**Selected passage:**
━━━━━━

At 7h30 I left Livingstone Safari Lodge, whose owner is from Friesland. The first 75km out of Livingstone to Zimba was the worst road, full of potholes, I have ever been on. Took two hours to do that stretch. Thereafter the road was excellent (as good as the best in France for 120km) and varied: Bushveld, grassland, valleys and hills.
From Mazabuka, the surface had some potholes which meant I had to be alert all the time.
the road from Kafue to Lusaka was rough but pretty through the hills.
Today’s ride was the most enjoyable to date, without doubt.
I arrived at Christian Brothers at about 5:15pm. Great food and plenty of it.
The day after, I set off in direction of Chipata. It is too far to go in one day if you leave after 7am and because I didn’t want to ride in the dark, I stopped over at Kaingo Basic School. Many children came to stare at this apparition with helmet and yellow bike.

━━━━━━

**Information given:**
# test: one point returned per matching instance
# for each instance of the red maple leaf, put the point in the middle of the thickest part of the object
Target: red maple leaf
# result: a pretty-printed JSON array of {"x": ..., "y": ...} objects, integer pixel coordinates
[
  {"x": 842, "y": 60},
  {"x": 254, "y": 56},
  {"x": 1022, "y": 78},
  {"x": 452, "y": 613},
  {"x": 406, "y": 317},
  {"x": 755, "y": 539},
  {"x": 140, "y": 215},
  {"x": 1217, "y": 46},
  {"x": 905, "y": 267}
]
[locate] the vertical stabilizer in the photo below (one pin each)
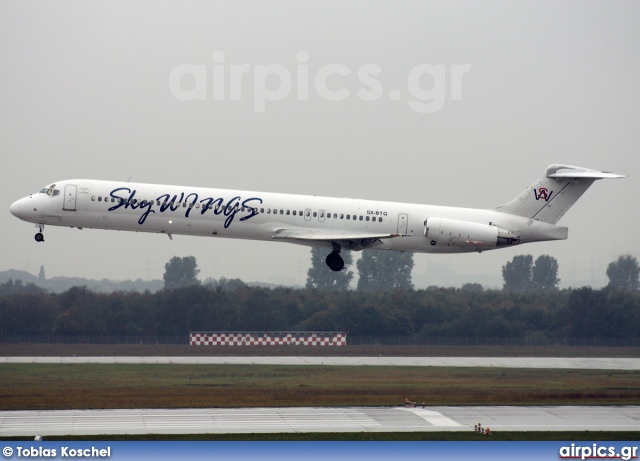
(551, 196)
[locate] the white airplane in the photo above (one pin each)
(334, 223)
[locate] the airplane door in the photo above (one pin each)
(70, 194)
(402, 223)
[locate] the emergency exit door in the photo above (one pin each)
(402, 223)
(70, 195)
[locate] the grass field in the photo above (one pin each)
(89, 386)
(159, 350)
(85, 386)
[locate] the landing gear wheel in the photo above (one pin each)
(335, 261)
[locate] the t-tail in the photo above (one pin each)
(551, 196)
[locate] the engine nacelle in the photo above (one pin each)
(452, 232)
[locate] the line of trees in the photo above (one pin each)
(533, 306)
(377, 271)
(605, 313)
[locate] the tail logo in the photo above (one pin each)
(543, 194)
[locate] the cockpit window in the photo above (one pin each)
(51, 190)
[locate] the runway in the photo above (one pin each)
(500, 362)
(298, 419)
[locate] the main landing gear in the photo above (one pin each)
(39, 236)
(334, 260)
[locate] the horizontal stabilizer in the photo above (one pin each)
(551, 196)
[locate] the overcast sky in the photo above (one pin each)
(448, 103)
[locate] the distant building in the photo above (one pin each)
(267, 338)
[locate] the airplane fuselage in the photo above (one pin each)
(307, 220)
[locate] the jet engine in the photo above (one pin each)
(452, 232)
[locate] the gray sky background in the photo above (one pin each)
(85, 93)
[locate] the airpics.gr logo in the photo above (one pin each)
(543, 194)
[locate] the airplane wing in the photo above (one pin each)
(351, 241)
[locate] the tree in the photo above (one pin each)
(384, 270)
(517, 273)
(624, 273)
(181, 272)
(321, 277)
(544, 273)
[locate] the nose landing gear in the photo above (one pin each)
(335, 261)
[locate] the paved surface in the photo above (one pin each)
(279, 420)
(501, 362)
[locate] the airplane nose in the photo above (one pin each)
(16, 208)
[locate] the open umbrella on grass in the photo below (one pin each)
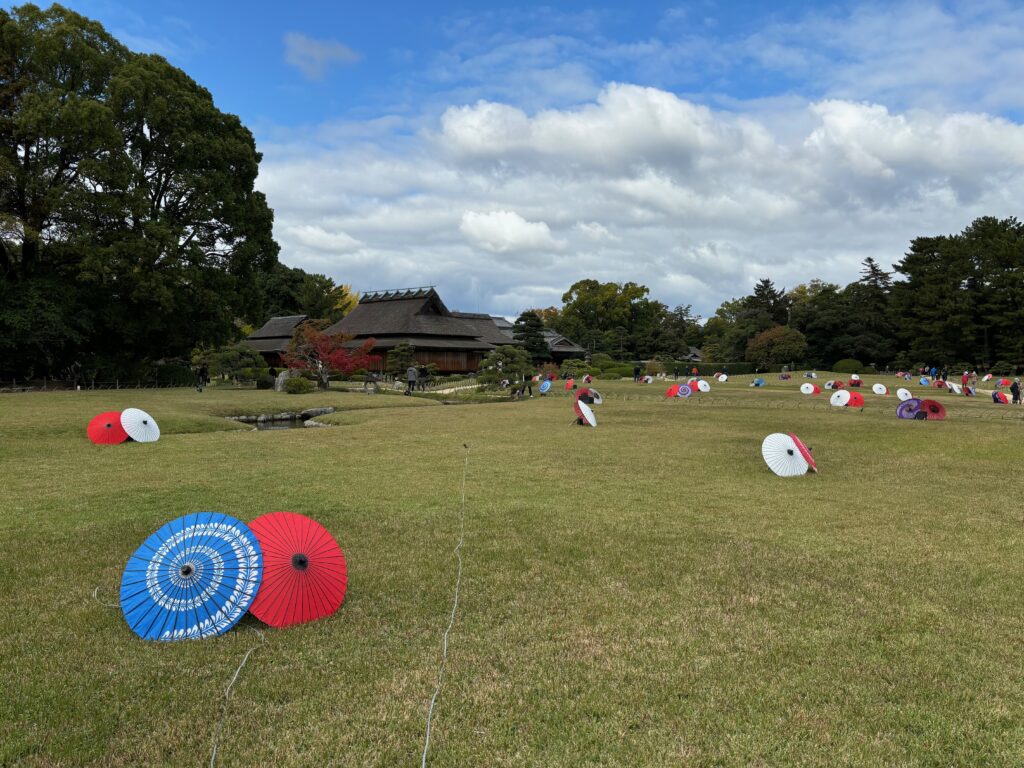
(195, 577)
(105, 429)
(304, 571)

━━━━━━

**To be done:**
(1) Can you copy, word for word, the stretch of the Livingstone-to-Lusaka travel account from "At 7h30 I left" through "valleys and hills."?
(2) How would the Livingstone-to-Lusaka travel account go on after its last sentence? Write the next part.

**Final answers:**
(1)
At 7h30 I left Livingstone Safari Lodge, whose owner is from Friesland. The first 75km out of Livingstone to Zimba was the worst road, full of potholes, I have ever been on. Took two hours to do that stretch. Thereafter the road was excellent (as good as the best in France for 120km) and varied: Bushveld, grassland, valleys and hills.

(2)
In the Kaingo Basic School there are 8 teachers, 500 pupils up to grade 7, divided in 3 classrooms, three sessions, during the day. The earn is about 1.000.000 Zam Kwatcha (about 195.47 euros).
Unfortunately their hand water pump broke down, and so no water! I woke up earlier in the morning, at 5am, and pushed off at about 6:30am.
The stretch to Chipata was rather boring. When I arrived there, I went to a Mamarulas camp, a lovely site, where I did get to do some cleaning.
After that, I went through the borders, exit from Zambia and entry to Malawy.

Then the 120km to Lilongwe I found good tar road, and so I could travel at 90kmh most of the day. Arrived at the Kibobo Sands camp I took a room, ate something and went to bad.
Today I am a half day ahead of schedule.
The ride from Lilongwe to Iringa was not so exciting. (Entry in Tanzania)
Iringa is a lovely old hilltop town. Still an interesting place with a Catholic Cathedral. Father Antony showed me a bit of the town and he helped me to get some tinned food. He also recommended me to go “The Riverside Camp”, about 20km outside Iringa. The camp on the river was pretty and was full of students learning Swahili. Very few Tanzanians can speak English and this together with a sense of fear makes it very difficult to communicate.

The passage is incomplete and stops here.